* Requisitos
Dê continuidade ao texto sobre o pastor Davis e CS Lewis, começando logo após a última frase apresentada.

* Texto para leitura

Comemorando um jubileu todo especial para esta Escola, o prof. JV vem repensar a sua história de vida “ao lado de CS Lewis”, a qual considera como um privilégio e uma graça inefável que recebeu de Deus ainda na adolescência, mudando completamente a sua visão da vida e do universo.
Há exatos 50 anos, em 1965, dois anos após a morte de CS Lewis (22/11/63), maior autor cristão da história moderna, o pastor americano Burton DeWolfe Davis, fundador da 1ª Igreja Batista de Fortaleza e do Colégio Batista Santos Dumont (“A Escola da Vida”), fez a apresentação formal do mestre irlandês para os alunos recém-chegados ao colégio, dando uma palestra com base no livro “A Razão do Cristianismo” (no original em inglês “Mere Christianity”), da Editora Luterana. E naquela saudosa palestra, deu o melhor exemplo de interesse literário a todo o corpo discente e docente da época, trazendo para uma Fortaleza ainda ingênua o bom costume americano/europeu de estudar com seriedade.
Como um verdadeiro pioneiro no Ceará, e tendo o diferencial de ser um pastor-pesquisador de temas do insólito (como demonstrava isso no Salão Nobre do colégio por ele fundado), o Pr. Davis levou todas as turmas a travar contato com um assunto até então pouco debatido e até execrado, como ainda hoje é a Ufologia no meio protestante (os protestantes só veem o diabo dentro dos UFOs). Dentro daquele tema, que ele não tinha medo algum de abordar, ele chegava a explorar até áreas difíceis e aterradores – para crianças e adultos – como o drama das abduções.
Levava fitas K-7 com gravações de abduzidos, mostrava fotos de UFOs, livros insólitos e até a explanação bíblica de eventos ufológicos narrados pelos autores canônicos (coisa impensável na maioria das igrejas até hoje), até “proibidos”, num certo sentido. O grande pastor marcou cada aluno e professor com sua coragem, descontração e pureza de fé, com a qual agradou a Deus na sua paixão literária, onde CS Lewis ocupava o topo na sua lista de livros “divinamente inspirados”.

* Registros exibidos
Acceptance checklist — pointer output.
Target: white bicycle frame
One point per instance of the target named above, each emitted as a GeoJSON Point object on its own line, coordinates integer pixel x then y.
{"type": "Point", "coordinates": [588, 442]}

---

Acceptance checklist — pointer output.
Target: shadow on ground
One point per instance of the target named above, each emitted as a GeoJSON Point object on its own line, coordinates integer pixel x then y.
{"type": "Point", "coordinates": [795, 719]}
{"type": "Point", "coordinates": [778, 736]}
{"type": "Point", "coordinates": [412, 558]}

--

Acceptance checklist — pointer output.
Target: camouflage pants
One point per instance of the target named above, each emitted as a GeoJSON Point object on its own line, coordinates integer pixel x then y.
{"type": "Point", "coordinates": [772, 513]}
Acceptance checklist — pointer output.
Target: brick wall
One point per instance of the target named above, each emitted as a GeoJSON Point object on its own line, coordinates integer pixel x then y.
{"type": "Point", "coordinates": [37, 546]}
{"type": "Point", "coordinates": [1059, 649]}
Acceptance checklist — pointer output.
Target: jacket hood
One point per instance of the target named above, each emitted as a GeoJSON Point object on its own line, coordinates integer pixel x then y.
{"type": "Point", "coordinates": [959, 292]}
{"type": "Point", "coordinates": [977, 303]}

* Resposta do exercício
Contou sobre Lewis, também conhecido por “Jack”, coisas tão profundas e íntimas que muitas vezes chegamos a pensar que Davis era um biógrafo do irlandês, ou talvez fosse alguém que conhecera Jack pessoalmente, em suas idas ao Reino Unido. E sua admiração até então incomum por ele (que o leitor jamais a confunda com idolatria) tinha respaldo em sua própria vida, pois ele dizia que Lewis foi um dos responsáveis pela solidez de sua fé, a qual, sob certos aspectos, suplantou até a firmeza promovida pela Palavra de Deus (quem conhece bem Lewis não negará tal possibilidade).
Enfim, foi ali que o Pr. Davis apresentou CS Lewis a este articulista, jamais deixando de referir-se a outros grandes nomes da literatura evangélica mundial, dentre eles Billy Graham, Dom Richardson, Tim Lahaye, A.W. Tozer, S. Kierkegaard, B. Pascal, David Wilkerson, J. I. Packer, T. S. Eliot, John Bunyan, Rick Warren, C. H. Spurgeon, Dwight L. Moody, John Milton, John Wesley, John Stott e tantos outros que a memória levou, mas pontuando sua admiração pela contribuição de cada um a uma visão bíblica menos “bitolada” em comparação com os credos particulares de outras denominações. Ensinou-me a ver em trechos como “examinai tudo e retende o que é bom” a licença bíblica para a pesquisa irrestrita de todas as fontes do Sagrado, explicando que Paulo, Timóteo, Lucas, João e tantos outros santos eram estudiosos e exegetas, sem qualquer restrição de escolha por parte da igreja primitiva.
Entretanto, nada se comparava às declarações bombásticas que fazia acerca de Lewis, o qual para ele podia perfeitamente ter recebido instruções do próprio Deus e por isso era um tipo de “porta-voz diferenciado”. Chegou mesmo a dizer que quando um crente lê todos aqueles autores (as inúmeras obras evangélicas à venda nas livrarias) recebe deles no máximo “lições didáticas para reforçar a visão dada pelas igrejas a que pertencem os autores”; enquanto que quando alguém lê CS Lewis, “está diante de uma verdadeira escola de aprofundamento teológico ou DENTRO dela, com o próprio Jesus a segurar o giz e a dar aulas no quadro negro”.
Sendo então uma aula do próprio Deus, não haveria como atrelá-la compulsoriamente a um credo eclesial particular, mesmo que algumas denominações reivindiquem tal privilégio tresloucadamente. Ele dizia que nem Lutero, nem Roma, nem a Rainha da Inglaterra nem ninguém recebeu de Deus uma revelação capaz de outorgar o privilégio da exclusividade hermenêutica da Bíblia, e em CS Lewis essa liberdade de consciência ficava patente e soberana.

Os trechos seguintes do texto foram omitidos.